» **LISTED RECORDS**

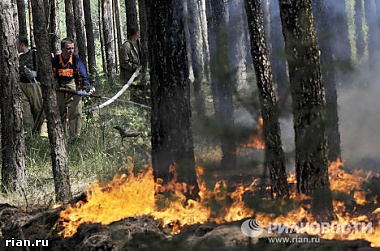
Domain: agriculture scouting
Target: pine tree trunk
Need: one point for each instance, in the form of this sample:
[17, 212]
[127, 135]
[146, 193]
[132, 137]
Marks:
[131, 13]
[90, 39]
[55, 129]
[109, 44]
[329, 80]
[221, 79]
[195, 51]
[80, 29]
[274, 154]
[70, 20]
[55, 32]
[12, 132]
[172, 141]
[309, 105]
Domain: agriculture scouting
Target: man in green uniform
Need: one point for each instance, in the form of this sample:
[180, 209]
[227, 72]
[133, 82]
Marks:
[31, 90]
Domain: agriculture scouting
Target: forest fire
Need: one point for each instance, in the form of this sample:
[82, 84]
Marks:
[256, 140]
[136, 195]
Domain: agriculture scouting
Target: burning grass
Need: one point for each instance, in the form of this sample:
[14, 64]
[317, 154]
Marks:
[137, 195]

» **SHORT PROBLEM**
Copy out the entire listing above with its requests, raising every coordinate in the answer points by 112 while keeping the sample points unchanged. Leave the pictures out.

» **EXERCISE SOLUTION**
Domain: agriculture scouting
Target: pine tree trunk
Need: one point for each instance, in the form of this sample:
[17, 212]
[127, 135]
[146, 193]
[132, 137]
Marks:
[243, 125]
[202, 151]
[167, 241]
[221, 156]
[441, 192]
[333, 191]
[307, 163]
[192, 141]
[386, 266]
[182, 132]
[167, 144]
[124, 244]
[284, 253]
[421, 217]
Domain: agriculture scouting
Target: man in green uniform
Need: one point for each instance, in the form of this sample:
[180, 209]
[227, 72]
[133, 82]
Marks:
[143, 202]
Domain: agriculture scouting
Target: forest fire
Need: one point for each instance, in the form of this sample:
[82, 84]
Marks:
[368, 252]
[248, 307]
Domain: agriculture scouting
Target: burning grass
Need: one point for each instance, in the form of this sample:
[14, 64]
[317, 154]
Marks:
[249, 307]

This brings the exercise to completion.